> _TASK STATEMENT_: Copy each line of the data below exactly, leaving out pictures.

_ _ _

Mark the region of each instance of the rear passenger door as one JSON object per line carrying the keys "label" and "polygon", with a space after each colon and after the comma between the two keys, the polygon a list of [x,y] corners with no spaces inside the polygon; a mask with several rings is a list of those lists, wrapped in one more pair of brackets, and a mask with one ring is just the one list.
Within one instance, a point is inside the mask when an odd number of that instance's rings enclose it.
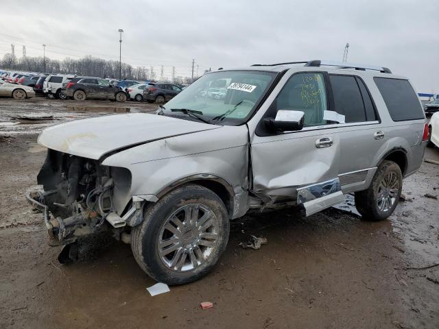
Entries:
{"label": "rear passenger door", "polygon": [[344,116],[339,177],[344,193],[362,189],[375,173],[375,155],[385,143],[385,130],[364,82],[354,75],[330,74],[334,110]]}
{"label": "rear passenger door", "polygon": [[99,93],[100,89],[97,84],[97,79],[86,78],[81,80],[81,87],[87,94],[89,98],[104,98]]}
{"label": "rear passenger door", "polygon": [[102,95],[102,98],[108,98],[110,99],[115,98],[115,88],[110,84],[110,82],[104,79],[98,79],[97,84],[99,85],[99,93]]}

_ _ _

> _ANSWER IN FULL_:
Mark the region of each instance of the rear passenger door as one JSON object per line carrying the keys "label" and "polygon", with a space after each colon and after the comma between the two keys, the polygon a list of [x,y] corners with no spaces inside the polygon; a mask with several rings is a list of those lists, wrapped in one more pair of brackets, and a mask with one ring is just the one list.
Within one instance, a point is inside the mask when an odd number of that instance's rings enclose it.
Entries:
{"label": "rear passenger door", "polygon": [[344,116],[339,177],[344,193],[362,189],[375,173],[375,155],[385,143],[385,130],[364,82],[354,75],[330,74],[334,110]]}
{"label": "rear passenger door", "polygon": [[99,93],[100,89],[97,84],[97,79],[86,78],[81,80],[81,87],[87,94],[89,98],[104,98]]}
{"label": "rear passenger door", "polygon": [[102,95],[102,98],[108,98],[110,99],[115,98],[115,88],[110,84],[110,82],[104,79],[98,79],[97,84],[99,85],[99,93]]}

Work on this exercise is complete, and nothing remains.